-- RECORDS TO PROCESS start --

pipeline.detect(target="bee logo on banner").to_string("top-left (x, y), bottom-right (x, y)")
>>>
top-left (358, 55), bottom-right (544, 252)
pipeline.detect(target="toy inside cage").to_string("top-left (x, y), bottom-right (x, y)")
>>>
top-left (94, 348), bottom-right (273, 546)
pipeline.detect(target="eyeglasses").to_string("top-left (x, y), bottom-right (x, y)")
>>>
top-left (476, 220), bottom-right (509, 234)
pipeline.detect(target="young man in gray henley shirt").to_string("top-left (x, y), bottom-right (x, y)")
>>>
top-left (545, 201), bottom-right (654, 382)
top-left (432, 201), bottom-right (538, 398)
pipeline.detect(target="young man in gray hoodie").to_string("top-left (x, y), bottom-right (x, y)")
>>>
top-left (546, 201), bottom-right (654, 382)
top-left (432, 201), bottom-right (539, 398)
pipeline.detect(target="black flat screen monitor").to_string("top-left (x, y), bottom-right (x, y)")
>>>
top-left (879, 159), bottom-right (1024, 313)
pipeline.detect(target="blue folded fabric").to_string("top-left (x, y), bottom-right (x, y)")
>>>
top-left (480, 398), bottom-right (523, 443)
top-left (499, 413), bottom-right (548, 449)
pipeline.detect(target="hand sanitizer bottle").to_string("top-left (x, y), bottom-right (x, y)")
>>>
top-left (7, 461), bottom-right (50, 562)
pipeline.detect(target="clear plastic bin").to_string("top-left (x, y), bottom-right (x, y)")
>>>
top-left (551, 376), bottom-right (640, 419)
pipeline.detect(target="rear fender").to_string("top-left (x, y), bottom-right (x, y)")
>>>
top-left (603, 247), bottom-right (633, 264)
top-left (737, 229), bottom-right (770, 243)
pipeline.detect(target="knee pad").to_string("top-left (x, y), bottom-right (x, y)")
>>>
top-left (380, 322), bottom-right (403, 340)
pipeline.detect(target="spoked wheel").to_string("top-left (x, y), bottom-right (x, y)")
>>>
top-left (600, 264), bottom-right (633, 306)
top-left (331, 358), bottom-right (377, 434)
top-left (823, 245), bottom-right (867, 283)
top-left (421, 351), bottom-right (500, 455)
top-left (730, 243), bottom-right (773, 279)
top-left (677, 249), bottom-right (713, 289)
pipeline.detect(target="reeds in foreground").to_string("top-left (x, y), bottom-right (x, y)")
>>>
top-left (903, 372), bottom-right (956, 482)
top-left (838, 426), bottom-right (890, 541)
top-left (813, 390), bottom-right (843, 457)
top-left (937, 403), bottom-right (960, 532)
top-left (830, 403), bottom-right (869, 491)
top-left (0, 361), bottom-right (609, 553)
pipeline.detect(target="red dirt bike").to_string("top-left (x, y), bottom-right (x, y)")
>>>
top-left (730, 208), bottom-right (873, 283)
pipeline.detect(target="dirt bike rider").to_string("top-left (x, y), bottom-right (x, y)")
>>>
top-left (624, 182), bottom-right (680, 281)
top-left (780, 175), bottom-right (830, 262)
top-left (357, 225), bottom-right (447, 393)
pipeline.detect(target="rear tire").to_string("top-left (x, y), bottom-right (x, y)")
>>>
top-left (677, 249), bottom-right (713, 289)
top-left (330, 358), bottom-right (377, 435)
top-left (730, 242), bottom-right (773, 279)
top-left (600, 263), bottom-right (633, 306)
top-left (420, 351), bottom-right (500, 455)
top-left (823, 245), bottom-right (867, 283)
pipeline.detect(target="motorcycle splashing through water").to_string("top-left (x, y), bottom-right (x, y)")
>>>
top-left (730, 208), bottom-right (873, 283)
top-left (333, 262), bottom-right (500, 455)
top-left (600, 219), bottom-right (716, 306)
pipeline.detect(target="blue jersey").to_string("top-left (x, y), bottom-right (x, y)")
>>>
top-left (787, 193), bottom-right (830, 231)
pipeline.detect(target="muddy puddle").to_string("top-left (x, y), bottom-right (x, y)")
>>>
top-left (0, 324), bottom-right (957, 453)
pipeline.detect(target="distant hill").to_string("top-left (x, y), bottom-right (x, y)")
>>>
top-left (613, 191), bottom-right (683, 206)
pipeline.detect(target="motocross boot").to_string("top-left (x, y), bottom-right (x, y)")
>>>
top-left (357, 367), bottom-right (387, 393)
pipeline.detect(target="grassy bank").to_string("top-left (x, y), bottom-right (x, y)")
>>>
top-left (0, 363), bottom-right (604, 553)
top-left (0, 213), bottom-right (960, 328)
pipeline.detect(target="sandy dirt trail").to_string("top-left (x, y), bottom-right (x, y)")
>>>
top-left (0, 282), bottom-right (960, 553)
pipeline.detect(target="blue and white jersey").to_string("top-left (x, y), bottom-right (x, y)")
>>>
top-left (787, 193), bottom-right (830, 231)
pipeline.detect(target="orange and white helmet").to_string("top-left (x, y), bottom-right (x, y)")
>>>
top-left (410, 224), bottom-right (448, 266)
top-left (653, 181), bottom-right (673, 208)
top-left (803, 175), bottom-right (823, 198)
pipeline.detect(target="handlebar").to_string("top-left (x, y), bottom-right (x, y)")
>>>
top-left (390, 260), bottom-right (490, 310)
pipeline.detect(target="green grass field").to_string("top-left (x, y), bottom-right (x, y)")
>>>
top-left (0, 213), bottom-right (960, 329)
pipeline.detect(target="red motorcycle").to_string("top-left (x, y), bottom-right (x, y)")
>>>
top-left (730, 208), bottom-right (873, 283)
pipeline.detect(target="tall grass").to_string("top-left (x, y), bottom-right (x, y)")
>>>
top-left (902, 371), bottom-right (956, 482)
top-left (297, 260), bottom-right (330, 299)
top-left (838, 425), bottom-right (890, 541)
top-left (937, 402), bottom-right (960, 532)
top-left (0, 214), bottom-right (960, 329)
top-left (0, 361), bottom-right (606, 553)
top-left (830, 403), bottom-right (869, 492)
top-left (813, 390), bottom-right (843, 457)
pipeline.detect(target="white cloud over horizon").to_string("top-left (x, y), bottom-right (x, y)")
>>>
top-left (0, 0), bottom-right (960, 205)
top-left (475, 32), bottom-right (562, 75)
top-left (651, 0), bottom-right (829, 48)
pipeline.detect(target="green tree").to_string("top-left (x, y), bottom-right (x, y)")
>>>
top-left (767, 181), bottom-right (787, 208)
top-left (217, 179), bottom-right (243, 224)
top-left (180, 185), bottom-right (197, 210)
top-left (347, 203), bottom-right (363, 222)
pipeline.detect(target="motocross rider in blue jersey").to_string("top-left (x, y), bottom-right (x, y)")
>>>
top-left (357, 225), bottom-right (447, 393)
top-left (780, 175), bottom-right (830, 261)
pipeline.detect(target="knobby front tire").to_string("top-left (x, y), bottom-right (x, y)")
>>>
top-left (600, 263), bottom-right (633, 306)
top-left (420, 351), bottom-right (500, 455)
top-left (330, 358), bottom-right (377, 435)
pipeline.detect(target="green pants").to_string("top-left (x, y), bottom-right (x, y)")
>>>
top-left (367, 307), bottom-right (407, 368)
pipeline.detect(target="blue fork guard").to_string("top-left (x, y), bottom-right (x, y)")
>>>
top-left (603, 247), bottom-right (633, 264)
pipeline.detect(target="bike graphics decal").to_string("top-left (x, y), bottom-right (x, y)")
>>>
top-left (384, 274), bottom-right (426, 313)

-- RECORDS TO PROCESS end --

## EXERCISE
Can you copy out, unchanged, the portion of the items that starts at their very first line and ends with the line containing "top-left (432, 201), bottom-right (538, 398)", with both of those lines included?

## SOLUTION FOR THIS TASK
pipeline.detect(target="bee logo on banner").to_string("top-left (x, y), bottom-right (x, y)")
>>>
top-left (358, 55), bottom-right (544, 252)
pipeline.detect(target="toy inside cage").to_string("top-left (x, y), bottom-right (x, y)")
>>>
top-left (94, 348), bottom-right (273, 546)
pipeline.detect(target="eyeglasses").to_string("top-left (x, y), bottom-right (x, y)")
>>>
top-left (476, 220), bottom-right (509, 234)
pipeline.detect(target="young man in gray henley shirt").to_string("top-left (x, y), bottom-right (x, y)")
>>>
top-left (545, 201), bottom-right (654, 382)
top-left (432, 201), bottom-right (538, 398)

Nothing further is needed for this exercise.